• Task brief:
Each entry below should be restated word for word, without any picture it contains.

--- Listed entries Enclosed Below ---

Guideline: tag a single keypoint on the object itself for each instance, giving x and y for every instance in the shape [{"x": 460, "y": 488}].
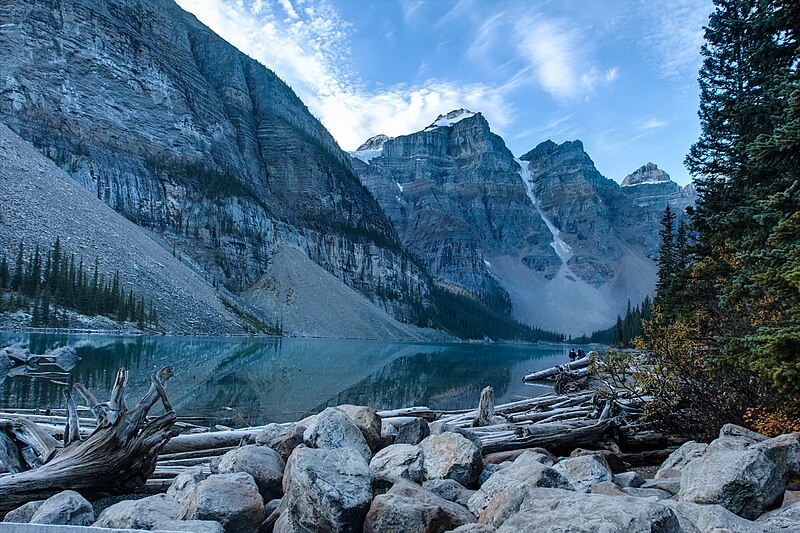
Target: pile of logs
[{"x": 119, "y": 450}]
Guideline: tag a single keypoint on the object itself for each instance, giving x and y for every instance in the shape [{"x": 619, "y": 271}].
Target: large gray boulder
[
  {"x": 784, "y": 451},
  {"x": 284, "y": 441},
  {"x": 232, "y": 500},
  {"x": 451, "y": 456},
  {"x": 328, "y": 489},
  {"x": 673, "y": 465},
  {"x": 560, "y": 510},
  {"x": 783, "y": 519},
  {"x": 448, "y": 489},
  {"x": 407, "y": 507},
  {"x": 629, "y": 479},
  {"x": 139, "y": 514},
  {"x": 368, "y": 421},
  {"x": 696, "y": 518},
  {"x": 412, "y": 432},
  {"x": 584, "y": 471},
  {"x": 263, "y": 463},
  {"x": 398, "y": 461},
  {"x": 67, "y": 508},
  {"x": 195, "y": 526},
  {"x": 23, "y": 513},
  {"x": 183, "y": 485},
  {"x": 746, "y": 482},
  {"x": 524, "y": 477},
  {"x": 334, "y": 429}
]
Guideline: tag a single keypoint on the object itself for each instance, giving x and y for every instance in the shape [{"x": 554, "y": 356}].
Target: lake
[{"x": 242, "y": 381}]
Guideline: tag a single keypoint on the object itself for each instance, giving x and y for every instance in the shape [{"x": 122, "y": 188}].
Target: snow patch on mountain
[{"x": 449, "y": 119}]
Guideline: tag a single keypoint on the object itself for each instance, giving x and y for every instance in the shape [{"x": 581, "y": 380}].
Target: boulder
[
  {"x": 389, "y": 434},
  {"x": 269, "y": 432},
  {"x": 501, "y": 507},
  {"x": 502, "y": 457},
  {"x": 473, "y": 528},
  {"x": 412, "y": 432},
  {"x": 451, "y": 456},
  {"x": 611, "y": 459},
  {"x": 695, "y": 518},
  {"x": 286, "y": 524},
  {"x": 524, "y": 477},
  {"x": 67, "y": 508},
  {"x": 648, "y": 493},
  {"x": 139, "y": 514},
  {"x": 743, "y": 481},
  {"x": 584, "y": 471},
  {"x": 407, "y": 507},
  {"x": 673, "y": 465},
  {"x": 784, "y": 451},
  {"x": 560, "y": 510},
  {"x": 334, "y": 429},
  {"x": 195, "y": 526},
  {"x": 399, "y": 461},
  {"x": 23, "y": 513},
  {"x": 262, "y": 462},
  {"x": 184, "y": 484},
  {"x": 328, "y": 489},
  {"x": 534, "y": 456},
  {"x": 448, "y": 489},
  {"x": 629, "y": 479},
  {"x": 287, "y": 440},
  {"x": 232, "y": 500},
  {"x": 669, "y": 484},
  {"x": 609, "y": 489},
  {"x": 783, "y": 519},
  {"x": 368, "y": 421},
  {"x": 487, "y": 472}
]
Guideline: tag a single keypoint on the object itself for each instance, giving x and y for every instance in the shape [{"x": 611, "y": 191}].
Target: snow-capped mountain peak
[{"x": 450, "y": 118}]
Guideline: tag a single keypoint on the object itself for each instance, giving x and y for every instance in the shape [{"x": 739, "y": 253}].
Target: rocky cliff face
[
  {"x": 181, "y": 133},
  {"x": 651, "y": 189},
  {"x": 567, "y": 245},
  {"x": 454, "y": 195}
]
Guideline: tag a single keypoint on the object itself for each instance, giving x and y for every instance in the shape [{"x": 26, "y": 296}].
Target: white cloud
[
  {"x": 308, "y": 49},
  {"x": 678, "y": 34},
  {"x": 652, "y": 124}
]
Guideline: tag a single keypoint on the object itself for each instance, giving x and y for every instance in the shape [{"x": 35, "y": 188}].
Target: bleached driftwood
[
  {"x": 577, "y": 368},
  {"x": 117, "y": 458}
]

--- End of Enclosed Listed entries ---

• Completed task:
Guideline: tag a single keypoint on the object itself for each instance, giving x and y for every instance in the shape [{"x": 460, "y": 488}].
Target: pile of logs
[{"x": 119, "y": 450}]
Guideline: tag a single keypoint on the object itself for each instance, giving x and y for every instance in the shape [{"x": 619, "y": 271}].
Target: large gray boulder
[
  {"x": 784, "y": 451},
  {"x": 284, "y": 441},
  {"x": 232, "y": 500},
  {"x": 451, "y": 456},
  {"x": 328, "y": 489},
  {"x": 673, "y": 465},
  {"x": 560, "y": 510},
  {"x": 783, "y": 519},
  {"x": 448, "y": 489},
  {"x": 407, "y": 507},
  {"x": 629, "y": 479},
  {"x": 139, "y": 514},
  {"x": 368, "y": 421},
  {"x": 696, "y": 518},
  {"x": 412, "y": 432},
  {"x": 584, "y": 471},
  {"x": 263, "y": 463},
  {"x": 398, "y": 461},
  {"x": 67, "y": 508},
  {"x": 195, "y": 526},
  {"x": 23, "y": 513},
  {"x": 183, "y": 485},
  {"x": 746, "y": 482},
  {"x": 524, "y": 477},
  {"x": 334, "y": 429}
]
Guideline: tag a single keypoint on the object itself for each instance, giving x and y for every instance in the shape [{"x": 554, "y": 356}].
Target: lake
[{"x": 242, "y": 381}]
Guideline: tag a single keypoint on the object itself for each instance, giving x and y for every instance in the shape [{"x": 122, "y": 188}].
Target: snow patch on mountain
[{"x": 449, "y": 119}]
Guideline: tag a single keypoint on the object itself for each instance, giving x and y for every instance in the shape [{"x": 581, "y": 380}].
Target: boulder
[
  {"x": 389, "y": 434},
  {"x": 269, "y": 432},
  {"x": 501, "y": 507},
  {"x": 502, "y": 457},
  {"x": 473, "y": 528},
  {"x": 412, "y": 432},
  {"x": 451, "y": 456},
  {"x": 611, "y": 459},
  {"x": 695, "y": 518},
  {"x": 286, "y": 524},
  {"x": 524, "y": 477},
  {"x": 67, "y": 508},
  {"x": 648, "y": 493},
  {"x": 139, "y": 514},
  {"x": 743, "y": 481},
  {"x": 584, "y": 471},
  {"x": 407, "y": 507},
  {"x": 673, "y": 465},
  {"x": 784, "y": 451},
  {"x": 560, "y": 510},
  {"x": 334, "y": 429},
  {"x": 195, "y": 526},
  {"x": 399, "y": 461},
  {"x": 23, "y": 513},
  {"x": 262, "y": 462},
  {"x": 184, "y": 484},
  {"x": 328, "y": 489},
  {"x": 534, "y": 456},
  {"x": 448, "y": 489},
  {"x": 629, "y": 479},
  {"x": 287, "y": 440},
  {"x": 232, "y": 500},
  {"x": 669, "y": 484},
  {"x": 609, "y": 489},
  {"x": 783, "y": 519},
  {"x": 368, "y": 421},
  {"x": 487, "y": 472}
]
Guideline: tag a single keypoint on the object itself for each instance, giving x and y for every instance in the shape [{"x": 611, "y": 191}].
Target: snow-capped mountain peak
[{"x": 450, "y": 118}]
Guideline: tag a single keypoint on the object itself for each instance, giving x and y for every instance in the shape [{"x": 739, "y": 253}].
Target: rocky cliff face
[
  {"x": 181, "y": 133},
  {"x": 651, "y": 189},
  {"x": 567, "y": 245},
  {"x": 454, "y": 195}
]
Guideline: tag a single keypoint on the object itself for each instance, giving x and y for every instance in the shape [{"x": 26, "y": 296}].
Target: white cloud
[
  {"x": 308, "y": 49},
  {"x": 678, "y": 34},
  {"x": 652, "y": 124}
]
Guideline: tag a single keypoint on the object itself for each instance, giving x and y for every instance in the shape [{"x": 35, "y": 188}].
Target: bleached driftwood
[
  {"x": 577, "y": 368},
  {"x": 117, "y": 458}
]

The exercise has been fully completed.